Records
###

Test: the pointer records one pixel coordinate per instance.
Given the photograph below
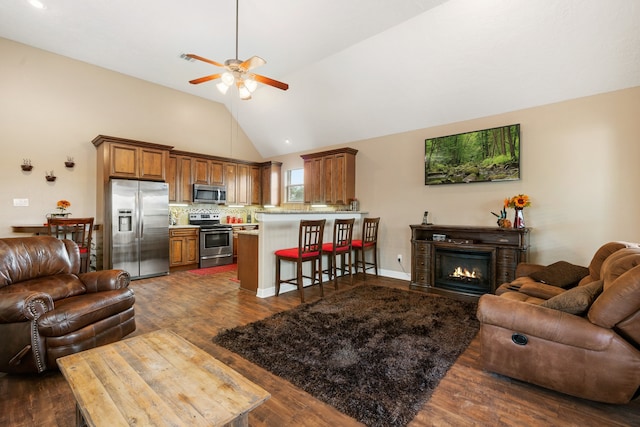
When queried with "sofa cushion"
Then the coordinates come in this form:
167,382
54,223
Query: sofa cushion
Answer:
75,313
576,300
59,287
561,274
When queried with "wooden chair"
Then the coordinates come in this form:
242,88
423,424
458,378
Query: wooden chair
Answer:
341,246
309,249
77,229
367,243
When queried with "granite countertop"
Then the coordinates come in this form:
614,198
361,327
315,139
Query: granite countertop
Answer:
308,212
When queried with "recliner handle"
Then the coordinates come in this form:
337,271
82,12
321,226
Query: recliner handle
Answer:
15,360
519,338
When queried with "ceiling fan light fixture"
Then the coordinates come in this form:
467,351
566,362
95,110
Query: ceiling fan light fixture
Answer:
245,94
222,87
227,78
250,84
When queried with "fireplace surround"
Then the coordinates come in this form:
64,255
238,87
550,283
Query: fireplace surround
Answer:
488,254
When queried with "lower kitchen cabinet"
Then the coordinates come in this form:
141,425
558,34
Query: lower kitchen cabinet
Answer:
248,260
183,243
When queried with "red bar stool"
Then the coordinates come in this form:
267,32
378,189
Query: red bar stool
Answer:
341,246
77,229
368,242
309,250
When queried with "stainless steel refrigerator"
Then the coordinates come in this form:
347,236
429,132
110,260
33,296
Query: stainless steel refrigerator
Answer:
139,238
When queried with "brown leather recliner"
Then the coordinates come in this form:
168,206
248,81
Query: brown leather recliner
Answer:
528,289
49,310
594,356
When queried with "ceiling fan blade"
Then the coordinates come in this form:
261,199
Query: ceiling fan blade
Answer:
270,82
204,79
253,62
200,58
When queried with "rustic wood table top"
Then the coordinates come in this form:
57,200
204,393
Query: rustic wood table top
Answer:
158,379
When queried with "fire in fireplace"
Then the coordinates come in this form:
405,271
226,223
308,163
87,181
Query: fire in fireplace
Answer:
461,273
463,270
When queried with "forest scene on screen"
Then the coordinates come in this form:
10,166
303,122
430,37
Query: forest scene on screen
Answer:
479,156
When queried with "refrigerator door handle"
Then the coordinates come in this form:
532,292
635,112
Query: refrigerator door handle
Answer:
141,213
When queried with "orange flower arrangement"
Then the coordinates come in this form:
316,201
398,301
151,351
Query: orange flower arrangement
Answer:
63,205
520,201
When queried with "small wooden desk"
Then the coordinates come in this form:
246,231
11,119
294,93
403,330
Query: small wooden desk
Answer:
157,379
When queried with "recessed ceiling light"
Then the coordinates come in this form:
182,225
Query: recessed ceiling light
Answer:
37,4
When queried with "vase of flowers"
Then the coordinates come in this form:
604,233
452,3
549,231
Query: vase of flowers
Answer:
62,207
518,203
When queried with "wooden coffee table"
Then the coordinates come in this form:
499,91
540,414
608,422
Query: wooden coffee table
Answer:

###

**Given request:** Exactly reproduce the entries above, minus the pictures.

**Written solution:**
Test: the pointer records one pixel coordinate per instance.
Given the photograph below
When queried with "sofa cushion"
Then the coordinates come in this form:
167,382
54,223
Query: sofa cushion
Answer:
75,313
576,300
59,287
561,274
When queried with "wooden chair"
Then the coordinates come in this form:
242,88
423,424
458,378
Query: wooden chair
Answer:
341,246
309,249
77,229
367,243
When queried with "granite countertop"
Then the coordinates come in this form:
614,198
361,327
315,139
Query: granite countertop
Answer:
308,212
When queried with "recliner handle"
Then the coordinates come in this form:
337,271
82,12
321,226
Query: recliner handle
Answer:
15,360
519,338
When queried with "ceiling fan light fixture"
Then the coordinates come in this form:
467,351
566,362
95,110
Query: ceiling fan light fixture
Answer:
245,94
222,87
227,78
250,84
When queried with "fireplace surround"
Then the coordinates come in this form:
64,255
238,87
550,283
Query: fireplace surround
Answer:
488,254
When queried with "lower kitchen cabinet"
Then the coordinates come in this form:
141,425
558,34
Query: lower kitchen cabinet
Answer:
248,260
183,243
When queried with "red bar stool"
Then the coordinates come in this form:
267,32
378,189
Query: red bar stool
Answer:
341,246
77,229
368,242
309,250
When queried with "stainless steel refrigerator"
Then the coordinates come in this form:
347,236
429,132
110,260
33,296
Query: stainless steel refrigerator
Answer:
139,238
When queried with "brown leather recliner"
Then the coordinates come in this form:
168,206
248,81
Query: brown leather recliner
Answer:
528,289
49,310
594,356
When queried with "ceiling fan blade"
Then the coordinates come in this form:
261,199
Query: ceiling fan blade
Answer:
270,82
204,79
253,62
200,58
When queried with "rustic wood table top"
Then the coordinates come in this form:
57,200
204,393
Query: rustic wood table top
Answer:
158,379
When queried with "fire in fireplace"
Then the coordinates come in this form:
405,271
226,223
308,163
87,181
Query: fire in fireplace
Answer:
461,273
463,270
When queried with "forest scene on screen"
Then the coordinates come in this form:
10,166
303,122
430,37
Query: forest scene on screen
Answer:
479,156
When queried with "refrigerator door handle"
Then the coordinates come in this form:
532,292
635,112
Query: refrigerator door handle
Answer:
141,213
When queried with "orange flower arrangement"
Then the coordinates come in this form:
316,201
398,301
151,351
Query: orange flower arrangement
Answer:
63,205
520,201
When queried with "small wooden desk"
Then the coordinates come in this form:
246,231
11,119
294,93
403,330
Query: small wooden desk
Answer:
157,379
When queried with "recessed ceiling light"
Then the coordinates come in this form:
182,225
Query: recessed ceiling light
Answer:
37,4
When queried with "vase of flowers"
Then the coordinates come in this form:
604,233
452,3
549,231
Query: vase of flowers
Answer:
62,207
518,203
When queried with "wooden coffee table"
Then the coordinates come in this form:
499,91
540,414
608,422
Query: wooden coffee table
Answer:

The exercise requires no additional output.